#### [What this task involves]
Can you update the entries below so that "lamp post" becomes "street lamp" everywhere it occurs, leaving every other line unchanged?
## Start
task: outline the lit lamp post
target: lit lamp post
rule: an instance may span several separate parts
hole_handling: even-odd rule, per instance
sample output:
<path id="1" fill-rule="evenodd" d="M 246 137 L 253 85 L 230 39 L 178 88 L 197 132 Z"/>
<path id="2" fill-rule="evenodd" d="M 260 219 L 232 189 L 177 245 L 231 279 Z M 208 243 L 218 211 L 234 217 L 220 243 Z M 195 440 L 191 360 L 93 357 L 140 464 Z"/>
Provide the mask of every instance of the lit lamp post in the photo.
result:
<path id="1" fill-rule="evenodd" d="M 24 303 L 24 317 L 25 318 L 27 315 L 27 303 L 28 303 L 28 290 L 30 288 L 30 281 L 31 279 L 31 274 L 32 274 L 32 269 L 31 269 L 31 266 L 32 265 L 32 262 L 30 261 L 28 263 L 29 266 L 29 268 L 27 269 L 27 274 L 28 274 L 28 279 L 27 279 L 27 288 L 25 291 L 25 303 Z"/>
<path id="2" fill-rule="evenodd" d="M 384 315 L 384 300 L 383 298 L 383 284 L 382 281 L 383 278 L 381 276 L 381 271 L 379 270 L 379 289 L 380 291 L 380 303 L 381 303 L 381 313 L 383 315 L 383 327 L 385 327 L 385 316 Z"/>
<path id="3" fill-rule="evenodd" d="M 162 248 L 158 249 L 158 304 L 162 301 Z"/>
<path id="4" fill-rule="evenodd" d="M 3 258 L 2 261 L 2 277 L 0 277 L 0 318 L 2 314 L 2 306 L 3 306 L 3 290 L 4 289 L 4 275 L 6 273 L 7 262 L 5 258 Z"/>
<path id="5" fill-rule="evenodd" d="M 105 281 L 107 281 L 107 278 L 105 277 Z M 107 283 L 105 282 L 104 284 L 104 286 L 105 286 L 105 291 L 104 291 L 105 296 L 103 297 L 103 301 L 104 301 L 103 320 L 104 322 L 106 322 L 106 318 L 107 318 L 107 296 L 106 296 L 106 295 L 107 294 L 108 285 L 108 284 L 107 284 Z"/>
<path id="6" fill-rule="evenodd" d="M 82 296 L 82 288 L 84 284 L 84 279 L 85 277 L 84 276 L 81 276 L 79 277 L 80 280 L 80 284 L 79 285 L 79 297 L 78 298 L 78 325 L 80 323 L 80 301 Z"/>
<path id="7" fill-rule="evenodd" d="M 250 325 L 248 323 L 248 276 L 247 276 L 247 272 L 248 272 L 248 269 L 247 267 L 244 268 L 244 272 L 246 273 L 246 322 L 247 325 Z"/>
## End
#### [Output for this exercise]
task: outline the lit street lamp
target: lit street lamp
rule: an instance may span several separate parts
hole_handling: even-odd rule, per instance
sample output:
<path id="1" fill-rule="evenodd" d="M 246 137 L 253 85 L 230 39 L 178 88 L 197 132 Z"/>
<path id="2" fill-rule="evenodd" d="M 260 219 L 232 189 L 177 245 L 231 279 Z M 208 243 L 218 211 L 234 217 L 220 243 Z M 195 440 L 191 360 L 93 357 L 140 464 Z"/>
Provide the mask of every instance of the lit street lamp in the photo.
result:
<path id="1" fill-rule="evenodd" d="M 24 303 L 24 317 L 25 318 L 27 315 L 27 303 L 28 303 L 28 290 L 30 288 L 30 281 L 31 279 L 31 274 L 32 274 L 32 269 L 31 269 L 31 266 L 32 265 L 32 262 L 30 261 L 28 263 L 29 266 L 29 268 L 27 269 L 27 274 L 28 274 L 28 279 L 27 279 L 27 288 L 25 291 L 25 303 Z"/>
<path id="2" fill-rule="evenodd" d="M 384 315 L 384 300 L 383 298 L 383 284 L 382 281 L 383 278 L 381 276 L 381 271 L 379 270 L 379 289 L 380 291 L 380 303 L 381 303 L 381 313 L 383 315 L 383 327 L 385 327 L 385 316 Z"/>
<path id="3" fill-rule="evenodd" d="M 162 248 L 158 249 L 158 304 L 162 301 Z"/>
<path id="4" fill-rule="evenodd" d="M 3 258 L 2 261 L 2 277 L 0 277 L 0 318 L 2 314 L 2 306 L 3 306 L 3 290 L 4 289 L 4 275 L 6 273 L 7 262 L 5 258 Z"/>
<path id="5" fill-rule="evenodd" d="M 105 281 L 107 281 L 107 278 L 105 277 Z M 107 283 L 105 282 L 104 284 L 104 286 L 105 286 L 105 291 L 104 291 L 105 296 L 103 297 L 103 301 L 104 301 L 103 320 L 104 322 L 106 322 L 106 318 L 107 318 L 107 296 L 106 296 L 106 295 L 107 294 L 108 285 L 108 284 L 107 284 Z"/>
<path id="6" fill-rule="evenodd" d="M 82 296 L 82 288 L 84 284 L 84 279 L 85 277 L 84 276 L 81 276 L 79 277 L 80 280 L 80 284 L 79 285 L 79 297 L 78 298 L 78 325 L 80 323 L 80 301 Z"/>
<path id="7" fill-rule="evenodd" d="M 250 325 L 248 323 L 248 276 L 247 276 L 247 272 L 248 272 L 248 269 L 247 267 L 244 268 L 244 272 L 246 273 L 246 322 L 247 325 Z"/>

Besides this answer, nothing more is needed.